### [Quoted passage]
===

- Country: Russia
- Selection process: Evrovidenie 2012
- Selection date: 7 March 2012

Competing entry
- Song: "Party for Everybody"
- Artist: Buranovskiye Babushki
- Songwriters: Viktor Drobysh; Timofei Leontiev; Olga Tuktaryova; Mary Susan Applegate;

Placement
- Semi-final result: Qualified (1st, 152 points)
- Final result: 2nd, 259 points

Participation chronology

= Russia in the Eurovision Song Contest 2012 =

Russia was represented at the Eurovision Song Contest 2012 with the song "Party for Everybody", written by Viktor Drobysh, Timofei Leontiev, Olga Tuktaryova, and Mary Susan Applegate, and performed by Buranovskiye Babushki. The Russian entry was selected through a national final, Evrovidenie 2012 (Евровидение 2012), organised by the Russian broadcaster RTR. Russia qualified from the first semi-final and went on to place 2nd in the final, scoring 259 points.

===

### [Given problem A]
Please answer these questions about the Eurovision article:
(i) Which broadcaster organized the national final?
(ii) On what date was the Russian entry selected?
(iii) In what place did Russia finish in the semi-final, and with how many points?
The article on Russia at Eurovision 2012 and the records come from different sources.

===

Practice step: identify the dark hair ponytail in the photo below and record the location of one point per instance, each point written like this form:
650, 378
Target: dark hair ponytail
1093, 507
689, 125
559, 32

===

### [Given problem B]
Rewrite the records with "dark hair ponytail" replaced by "black hair ponytail" everywhere, leaving everything else unchanged.

### [Full output A]
(i) RTR
(ii) 7 March 2012
(iii) 1st, with 152 points

### [Full output B]
Practice step: identify the black hair ponytail in the photo below and record the location of one point per instance, each point written like this form:
650, 378
Target: black hair ponytail
1093, 507
689, 125
559, 32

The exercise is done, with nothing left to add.